------ SELECTED TEXT

/Shazam

This is a simplified replica of Shazam alias Pied Piper starter. You play it a song, it tells you what song it is.

Primary LanguageC#

Shazam

Content

  • Overview
  • Installation
  • Shazam guide
  • Visualizer guide

Overview

This application is a 'cheap' replica of Shazam. Essentially if you play it a song, it tells you what song it is and who made it.* The song recognition is however implemented with an algorithm that searches very fast. The essence is looking for shared position of multiple important notes rather than comparing recording with each song at every possible point of time.

Best audio volume for recording is when around 500 notes are gathered (can be displayed with debug mode see Shazam guide)

*If you are lucky enough and the song is in the database.

On second branch called 'Datasets' I added over 12 hours of fingerprinted music. All songs can be found here on youtube link.

Any song from that playlist should be recognised with given fingerprints.

Installation

Requirements for song recognition

  • Device that is able to record audio (mono at 12 kHz sampling rate).

Requirements for adding song to the database

  • Audio file in .wav format with sampling rate of 48 kHz

Steps

  1. Compile project so necessary packages download (SFML library)
  2. Run the application

Shazam guide

Application is controled via CLI with simple commands.

Command Description
a, add Add a new song to the database
d,debug Write additional information during song searching
c, clear Clear the console
h, help List all available commands
l, list List all songs in the database
q, quit Quit the application
r, record Start audio recording and song recognition

a, add

User is asked to enter name of the song, author of the song and name of the audio file (with .wav).

Then the audio file is processed and added to the database.

adding new song

d, debug

Makes the song recognition write additional information about the matched songs in the database.

Information such as how many important notes share or how many of those notes are time coherent with the recording.

------------

- [WRITTEN TASK] How would the Shazam replica readme go on after its last line? Write the continuation. The records that come next are separate material and have no connection to the Shazam replica text.

------ ITEMS

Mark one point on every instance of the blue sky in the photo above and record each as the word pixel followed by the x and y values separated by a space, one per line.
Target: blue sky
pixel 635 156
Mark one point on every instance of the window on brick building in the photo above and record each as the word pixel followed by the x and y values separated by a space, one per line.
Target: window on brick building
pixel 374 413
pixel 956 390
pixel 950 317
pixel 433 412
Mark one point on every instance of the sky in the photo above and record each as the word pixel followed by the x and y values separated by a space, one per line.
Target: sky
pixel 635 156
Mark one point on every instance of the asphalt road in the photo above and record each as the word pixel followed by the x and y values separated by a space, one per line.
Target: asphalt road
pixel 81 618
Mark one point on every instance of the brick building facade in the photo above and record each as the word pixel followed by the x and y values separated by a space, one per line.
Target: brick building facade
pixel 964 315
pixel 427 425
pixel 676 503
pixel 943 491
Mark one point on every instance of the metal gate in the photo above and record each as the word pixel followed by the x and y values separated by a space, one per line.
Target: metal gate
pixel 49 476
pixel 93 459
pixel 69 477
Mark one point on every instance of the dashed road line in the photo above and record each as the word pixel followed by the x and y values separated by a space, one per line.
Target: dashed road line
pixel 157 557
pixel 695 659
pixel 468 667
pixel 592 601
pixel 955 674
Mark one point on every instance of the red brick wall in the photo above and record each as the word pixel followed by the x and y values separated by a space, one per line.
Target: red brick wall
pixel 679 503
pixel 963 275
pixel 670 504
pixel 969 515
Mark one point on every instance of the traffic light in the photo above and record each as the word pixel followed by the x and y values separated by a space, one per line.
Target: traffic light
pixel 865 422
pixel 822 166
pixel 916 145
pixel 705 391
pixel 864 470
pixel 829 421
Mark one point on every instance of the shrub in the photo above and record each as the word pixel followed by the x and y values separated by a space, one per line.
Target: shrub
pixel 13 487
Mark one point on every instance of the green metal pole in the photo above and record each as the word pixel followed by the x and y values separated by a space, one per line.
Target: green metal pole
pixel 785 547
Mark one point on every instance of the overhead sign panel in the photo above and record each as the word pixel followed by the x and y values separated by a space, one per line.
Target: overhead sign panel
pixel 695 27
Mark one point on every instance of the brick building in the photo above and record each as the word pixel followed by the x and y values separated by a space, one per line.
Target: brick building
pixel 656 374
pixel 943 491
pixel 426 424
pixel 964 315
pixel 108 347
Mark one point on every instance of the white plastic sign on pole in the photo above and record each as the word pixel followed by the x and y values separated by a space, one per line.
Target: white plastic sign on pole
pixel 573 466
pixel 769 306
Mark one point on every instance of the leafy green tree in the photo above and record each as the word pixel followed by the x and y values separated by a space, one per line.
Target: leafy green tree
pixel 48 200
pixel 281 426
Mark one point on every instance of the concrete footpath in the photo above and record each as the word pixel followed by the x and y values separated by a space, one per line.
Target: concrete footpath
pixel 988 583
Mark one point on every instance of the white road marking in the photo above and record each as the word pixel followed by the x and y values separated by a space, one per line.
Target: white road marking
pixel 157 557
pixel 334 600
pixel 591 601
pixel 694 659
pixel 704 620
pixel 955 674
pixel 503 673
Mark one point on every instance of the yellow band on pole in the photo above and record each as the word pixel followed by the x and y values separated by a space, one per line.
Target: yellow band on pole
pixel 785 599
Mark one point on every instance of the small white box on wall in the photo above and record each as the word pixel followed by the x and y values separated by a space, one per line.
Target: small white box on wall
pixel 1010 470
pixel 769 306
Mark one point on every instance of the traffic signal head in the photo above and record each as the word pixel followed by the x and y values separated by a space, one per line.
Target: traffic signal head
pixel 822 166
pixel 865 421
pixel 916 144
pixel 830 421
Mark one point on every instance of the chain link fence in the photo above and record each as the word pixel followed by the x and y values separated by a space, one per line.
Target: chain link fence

------------

- [ANSWER TO THIS EXERCISE]
Note: percentage on time coherent notes can exceed 100% because of repeating parts in the song such as refrains.

debug information

c, clear

Simply clears the console.

h, help

Prints all available comands and their description. Similarly to the table above.

l, list

Lists all songs in the database.

listed songs

q, quit

Quits the application

r, record

Initiates recording through microphone and then song recognition.

Visualiser guide

As a part of this project I have built simple audio visualiser with three different modes. The original purpose of those visualisers was to help me debug audio and algorithms that were applied to audio data. Such as downsampling, FFT, stereo to mono conversions. Another way cooler audio visualiser that I wrote in C++ can be found here github.

Code Example

First we get audio format that we convert from stereo to mono. We do that because Visualiser expects only one channel. Then we create Visualiser instance with data from the audio and specific Visualisation mode.

var audio = AudioReader.GetSound("Songs/WithoutYou.wav");
if (audio.Channels == 2)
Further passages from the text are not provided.